[Part of a data file]
──────────
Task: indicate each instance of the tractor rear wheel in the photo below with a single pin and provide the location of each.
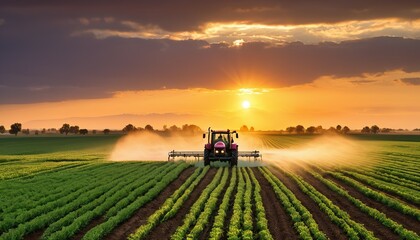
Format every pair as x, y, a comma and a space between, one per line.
234, 160
206, 157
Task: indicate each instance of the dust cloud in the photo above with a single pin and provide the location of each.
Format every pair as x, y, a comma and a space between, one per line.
327, 151
323, 151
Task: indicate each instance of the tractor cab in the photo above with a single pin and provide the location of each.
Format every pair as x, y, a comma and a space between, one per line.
220, 147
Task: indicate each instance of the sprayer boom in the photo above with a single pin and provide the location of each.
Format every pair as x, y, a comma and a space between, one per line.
199, 154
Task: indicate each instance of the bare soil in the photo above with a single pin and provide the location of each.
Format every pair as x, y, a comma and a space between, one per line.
410, 223
371, 224
279, 222
206, 232
324, 223
140, 217
167, 228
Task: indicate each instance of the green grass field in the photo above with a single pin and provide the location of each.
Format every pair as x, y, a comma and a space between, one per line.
63, 187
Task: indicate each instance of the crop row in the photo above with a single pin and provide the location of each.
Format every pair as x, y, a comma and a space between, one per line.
388, 179
338, 216
23, 216
391, 188
76, 220
198, 206
261, 220
302, 218
177, 198
209, 207
49, 213
234, 230
381, 217
26, 209
218, 225
125, 208
378, 196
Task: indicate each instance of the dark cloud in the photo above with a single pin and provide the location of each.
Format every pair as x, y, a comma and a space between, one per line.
51, 68
184, 15
411, 81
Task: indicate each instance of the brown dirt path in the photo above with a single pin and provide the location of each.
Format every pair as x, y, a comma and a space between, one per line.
279, 222
408, 222
206, 232
167, 228
325, 224
355, 213
140, 217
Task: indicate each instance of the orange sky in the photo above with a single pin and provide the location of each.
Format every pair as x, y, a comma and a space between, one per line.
328, 101
101, 64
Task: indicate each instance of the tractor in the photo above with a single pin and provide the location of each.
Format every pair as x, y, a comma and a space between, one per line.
220, 146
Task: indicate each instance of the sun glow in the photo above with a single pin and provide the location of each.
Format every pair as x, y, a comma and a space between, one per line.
246, 104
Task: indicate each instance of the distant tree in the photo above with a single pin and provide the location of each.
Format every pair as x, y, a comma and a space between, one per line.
374, 129
83, 131
386, 130
2, 129
300, 129
174, 128
129, 128
366, 130
149, 128
345, 130
191, 129
311, 130
65, 128
15, 128
291, 129
74, 129
319, 129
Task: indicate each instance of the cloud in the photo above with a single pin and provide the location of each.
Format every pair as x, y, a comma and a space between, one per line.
84, 67
411, 81
186, 15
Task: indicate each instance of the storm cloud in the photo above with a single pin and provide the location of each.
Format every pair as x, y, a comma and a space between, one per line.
45, 57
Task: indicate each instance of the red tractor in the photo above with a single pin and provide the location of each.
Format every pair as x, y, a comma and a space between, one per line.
221, 147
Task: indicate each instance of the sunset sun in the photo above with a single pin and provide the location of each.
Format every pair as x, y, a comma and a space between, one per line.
246, 104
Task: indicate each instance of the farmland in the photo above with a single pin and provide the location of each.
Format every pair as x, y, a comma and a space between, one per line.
64, 188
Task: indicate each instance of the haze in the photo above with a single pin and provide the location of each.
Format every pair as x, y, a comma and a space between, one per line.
106, 64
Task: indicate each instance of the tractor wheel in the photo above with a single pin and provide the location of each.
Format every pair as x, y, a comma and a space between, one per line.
234, 160
206, 157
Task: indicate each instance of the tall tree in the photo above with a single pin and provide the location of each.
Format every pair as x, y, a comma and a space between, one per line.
300, 129
129, 128
311, 130
345, 130
15, 128
366, 130
374, 129
65, 128
83, 131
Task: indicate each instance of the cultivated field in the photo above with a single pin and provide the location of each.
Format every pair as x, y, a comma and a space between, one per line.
64, 188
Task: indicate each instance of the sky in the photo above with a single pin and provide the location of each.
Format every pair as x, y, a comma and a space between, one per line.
268, 64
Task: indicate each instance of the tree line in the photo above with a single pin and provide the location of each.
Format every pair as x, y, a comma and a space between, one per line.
191, 129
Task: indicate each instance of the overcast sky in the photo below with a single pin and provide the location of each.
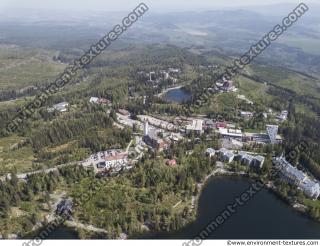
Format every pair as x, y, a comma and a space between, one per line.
125, 5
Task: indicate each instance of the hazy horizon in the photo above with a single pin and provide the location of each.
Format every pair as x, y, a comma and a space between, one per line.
125, 5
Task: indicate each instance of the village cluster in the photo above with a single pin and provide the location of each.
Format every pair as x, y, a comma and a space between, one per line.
158, 132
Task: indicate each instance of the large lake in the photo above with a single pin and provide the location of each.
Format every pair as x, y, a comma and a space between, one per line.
263, 217
178, 95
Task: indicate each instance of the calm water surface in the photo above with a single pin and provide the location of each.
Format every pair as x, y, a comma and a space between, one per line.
263, 217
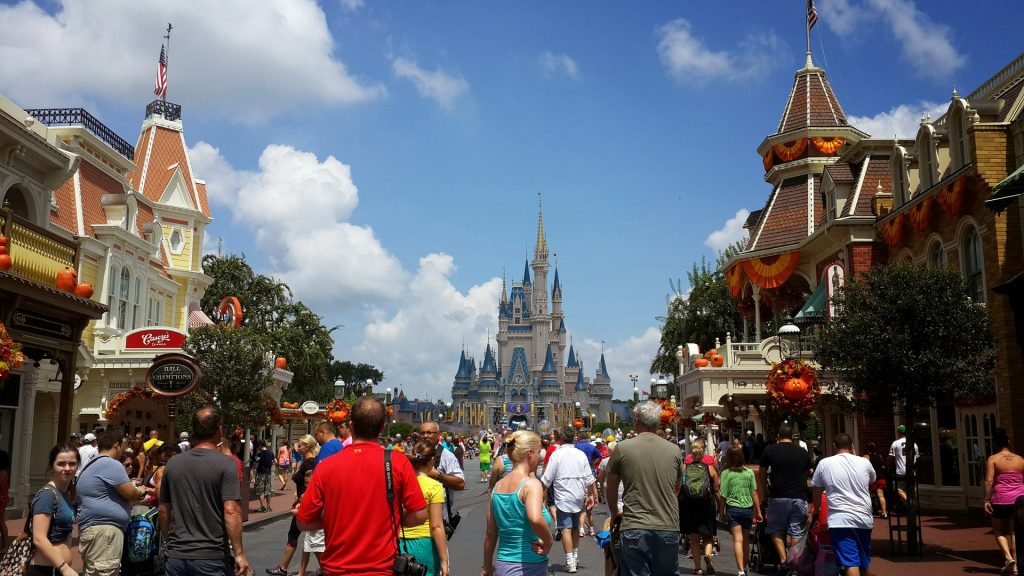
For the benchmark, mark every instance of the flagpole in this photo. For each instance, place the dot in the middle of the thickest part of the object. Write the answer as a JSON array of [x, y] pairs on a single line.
[[167, 54]]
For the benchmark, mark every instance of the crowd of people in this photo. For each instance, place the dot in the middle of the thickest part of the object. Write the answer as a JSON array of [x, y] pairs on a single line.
[[370, 504]]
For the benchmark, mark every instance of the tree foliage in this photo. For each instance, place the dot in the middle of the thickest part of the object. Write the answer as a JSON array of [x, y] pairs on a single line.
[[706, 313], [288, 326], [908, 332], [236, 365]]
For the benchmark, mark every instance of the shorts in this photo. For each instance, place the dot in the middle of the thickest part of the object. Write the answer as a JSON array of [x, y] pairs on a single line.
[[1004, 511], [566, 520], [852, 546], [786, 516], [742, 518], [313, 541], [262, 485]]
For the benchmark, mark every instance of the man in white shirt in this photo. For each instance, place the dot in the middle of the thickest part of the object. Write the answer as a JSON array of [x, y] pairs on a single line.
[[570, 479], [845, 478], [88, 450], [897, 454]]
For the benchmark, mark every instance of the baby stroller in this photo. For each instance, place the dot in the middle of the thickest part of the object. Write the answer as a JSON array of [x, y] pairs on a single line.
[[763, 550]]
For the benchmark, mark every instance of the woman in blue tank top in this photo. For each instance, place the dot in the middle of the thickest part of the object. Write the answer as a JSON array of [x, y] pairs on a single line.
[[516, 526]]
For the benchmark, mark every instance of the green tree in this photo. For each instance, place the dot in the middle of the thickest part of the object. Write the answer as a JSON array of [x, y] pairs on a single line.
[[236, 365], [706, 313], [907, 335], [290, 327]]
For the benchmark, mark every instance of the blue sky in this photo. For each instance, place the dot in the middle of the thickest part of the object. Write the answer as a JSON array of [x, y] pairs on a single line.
[[385, 158]]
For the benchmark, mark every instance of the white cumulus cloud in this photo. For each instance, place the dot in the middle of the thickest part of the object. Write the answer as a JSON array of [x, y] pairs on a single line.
[[331, 262], [559, 65], [444, 88], [689, 60], [220, 62], [927, 45], [729, 234], [901, 121]]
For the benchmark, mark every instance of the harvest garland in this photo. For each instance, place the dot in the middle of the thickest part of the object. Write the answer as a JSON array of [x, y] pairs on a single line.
[[793, 386]]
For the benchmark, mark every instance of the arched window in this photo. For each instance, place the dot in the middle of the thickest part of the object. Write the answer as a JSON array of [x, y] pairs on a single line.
[[960, 148], [973, 263], [123, 302], [936, 254]]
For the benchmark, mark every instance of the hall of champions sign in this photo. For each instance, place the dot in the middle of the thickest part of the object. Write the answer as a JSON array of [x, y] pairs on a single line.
[[173, 374]]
──────────
● WRITTEN INSTRUCTION:
Pictures are excluded; copy every other part of the records exactly.

● REPLY:
Task: indicate each instance of the tractor rear wheel in the photo below with a single pin and provide the location of each.
Format every pair as x, y, a comma and a space between, one per line.
234, 160
206, 157
Task: indicate each instance of the dust cloud in the photo above with a single pin and provide the location of each.
Format every pair as x, y, a comma and a space between, one per line.
327, 151
323, 151
Task: indicate each instance of the tractor cab in the photo above with a single pin and provide the location of each.
Format every pair as x, y, a comma and a space between, one per line.
220, 147
Task: indicate each instance of the sprayer boom in the photo above with a single pin and provide the location of each.
Format every pair as x, y, a comma and a space between, one per line.
199, 154
Task: indicate each instance of the bare soil in the photo above with a single pin and provide the location of each.
Format every pair as x, y, a comma and a space between, one per line.
410, 223
371, 224
279, 222
206, 232
324, 223
140, 217
167, 228
Task: indicate each instance of the green grass field in the photo above with a single pin and provide the location of each.
Format every pair as x, y, a comma and a space between, one per line.
63, 187
Task: indicate each instance of the crop row in the photo above with a single pin and provide the location of each.
Format every pair as x, y, a comma and a space between, one per line.
388, 179
338, 216
23, 216
391, 188
76, 220
198, 206
261, 220
302, 218
177, 198
209, 207
49, 213
234, 230
381, 217
26, 209
218, 225
125, 208
378, 196
Task: indicate each instance of the dark cloud in the photo above with a single pin and provide the location of each.
Format every pair as x, y, a comma and a space between, one per line.
51, 68
184, 15
411, 81
Task: indicate each instance of the brown dirt path in the photo above with a single pin and provide the location of each.
Format every pair as x, y, a comma and a space between, one per line.
279, 222
408, 222
206, 232
167, 228
325, 224
355, 213
140, 217
Task: indicate each instance of the orange sky in the photo above with a single pin and provide the location of each.
Format every pair as x, y, a comma and a space between, one per line.
328, 101
101, 64
Task: indicate each instance of the tractor in the photo above with a single pin and provide the location of each.
Format every pair as x, y, a comma and a space between, one per line.
220, 146
Task: indicate each instance of the sun glow in the photo above with a single pin and provide the location of each.
Format every pair as x, y, a comma and a space between, one per line.
246, 104
Task: indicate each instance of the distant tree in the photo above with a single pin and provide the location of each.
Format every pair as x, y, a comma and a space between, one per line.
374, 129
83, 131
386, 130
2, 129
300, 129
174, 128
129, 128
366, 130
149, 128
345, 130
191, 129
311, 130
65, 128
15, 128
291, 129
74, 129
319, 129
Task: indicate each instance of the cloud in the photo above with a single pin and provide the location of each.
Format every pair as x, y, a comma and a space between, one per line.
84, 67
411, 81
186, 15
Task: indicate each instance of the storm cloud in the photo above with a single pin and provide the location of each.
Format every pair as x, y, a comma and a space between, one per line.
45, 57
Task: indicate each instance of the red tractor in the photo above with a single pin and provide the location of each.
Format every pair as x, y, a comma and a space between, one per line.
221, 147
Task: indicate each instance of the sunset sun in the photo above with a single pin and provide the location of each.
Format every pair as x, y, a comma and a space between, one per line.
246, 104
Task: indicate each instance of the farmland in the photo above with a single pin and provide the location of each.
Format every pair as x, y, a comma and a space between, one per line.
64, 188
Task: indicate each instance of the haze in the photo above with a single pin and provide the location of each.
Format every pair as x, y, a comma and a space between, one per line.
106, 64
Task: indicate each instance of the tractor wheel in the photo above with a single pin and provide the location of each.
Format every pair as x, y, a comma and a space between, one per line.
234, 160
206, 157
Task: indicate each instance of the tall tree in the photo above with a single pin and provide the location of each.
Format every pair as x, y, a comma and a space between, one per line.
300, 129
129, 128
311, 130
345, 130
15, 128
366, 130
374, 129
65, 128
83, 131
Task: indicate each instance of the cultivated field in the photo above with a single pin and provide the location of each.
Format every pair as x, y, a comma and a space between, one per line.
64, 188
Task: indicate each instance of the sky in the photo above with a single pin and provide the location of each.
Format every pair as x, y, a comma and a space between, one per line.
268, 64
Task: indicate each instance of the tree line in the photo above with a single pin and provide the location of each.
Format every pair as x, y, a comma and a space between, one per line.
191, 129
Task: indicate each instance of the overcast sky in the photo below with a single pin and provide the location of each.
Format every pair as x, y, a comma and a space between, one per line.
125, 5
Task: indicate each instance of the hazy horizon in the photo above with a single pin and provide the location of each.
Format every pair as x, y, a comma and a space between, one per line.
125, 5
Task: indicate each instance of the village cluster in the photo above with a single pin and provide the location of each.
Format every pair as x, y, a comma and a space between, one per line.
158, 132
Task: indicate each instance of the large lake in the photo above with a single pin and provide the location of each.
Format every pair as x, y, a comma and a space between, one per line.
263, 217
178, 95
Task: indicate each instance of the calm water surface in the photo above with a single pin and provide the location of each.
Format every pair as x, y, a comma and a space between, one per line.
263, 217
For the benchmark, mark every instance of the flagpole in this photo. For each instance, place the dot in the middle of the thickest part of the object. Write the answer as a JSON array of [x, y] pairs on a single line.
[[167, 54]]
For the benchmark, mark every instance of the crowd of people in this photo. For each instance, place the dot in the middle of the thickest part of the object. Write the answer as a JSON array of [x, y] pairs on a single line.
[[370, 504]]
For the benchmark, mark every instance of the tree foliage in this photo. For each instance, place the dot in the middle of the thickest part of the object. Write the answer as a JSON array of [x, y] pairs on a single line.
[[706, 313], [288, 326], [908, 332], [236, 365]]
For the benchmark, mark every instance of the shorts in this photo. For each instance, place the dot in the middle of the thickest part of the object. Write the answer as a JSON array of [x, y] pairs on a single line.
[[1004, 511], [566, 520], [852, 546], [786, 516], [742, 518], [313, 541], [262, 485]]
For the benchmark, mark every instance of the man in white shirt in this photo. For each instance, place the dot in the middle of the thickest part of the object. Write the answer as a JSON array of [x, y] pairs on a single line.
[[570, 479], [845, 478], [88, 450], [897, 454]]
For the benchmark, mark every instance of the baby stroller in this photo. For each instance, place the dot in the middle of the thickest part of the object. Write the answer as a JSON array of [x, y] pairs on a single line.
[[763, 550]]
For the benchmark, mark every instance of the woman in blue tank top in this photo. For each instance, place the dot in the middle of the thickest part of the object. Write the answer as a JSON array of [x, y] pairs on a single line.
[[516, 526]]
For the benchmark, mark every instance of the green tree in this photo. For each instance, place the dot in the middle of the thickest part of the object. Write the answer as a JSON array of [x, y] pairs on a single line.
[[236, 365], [706, 313], [907, 335], [290, 327]]
For the benchmark, mark every instance of the blue sky in this photo. For each instance, place the dot in the middle of the thickest part of the object. Write the answer as a JSON array of [x, y] pairs on a single line.
[[385, 158]]
For the benchmark, mark every instance of the white cumulus cloud in this photo. For each instance, place the dot in the middle of the thickest part of the object. Write the answer as a JSON array of [x, y] pairs on a single line.
[[331, 262], [559, 65], [444, 88], [689, 60], [220, 62], [927, 45], [729, 234], [901, 121]]
For the benchmark, mark every instance of the harvest garland in this photo. For each instance, place the dot in the middle of the thickest part of the object. Write the answer as a JSON array of [x, y] pairs on a single line.
[[793, 386]]
For the benchmark, mark every instance of the arched window in this photo. For each instance, place the dot in the middle of the thickest part of the object. Write the answer as a JSON array of [x, y] pairs on a single line.
[[960, 148], [973, 263], [123, 302], [936, 254]]
For the benchmark, mark every instance of the hall of champions sign in this photo. For each instance, place the dot in the middle of the thickest part of the object. Write the answer as a JSON array of [x, y] pairs on a single line.
[[173, 374]]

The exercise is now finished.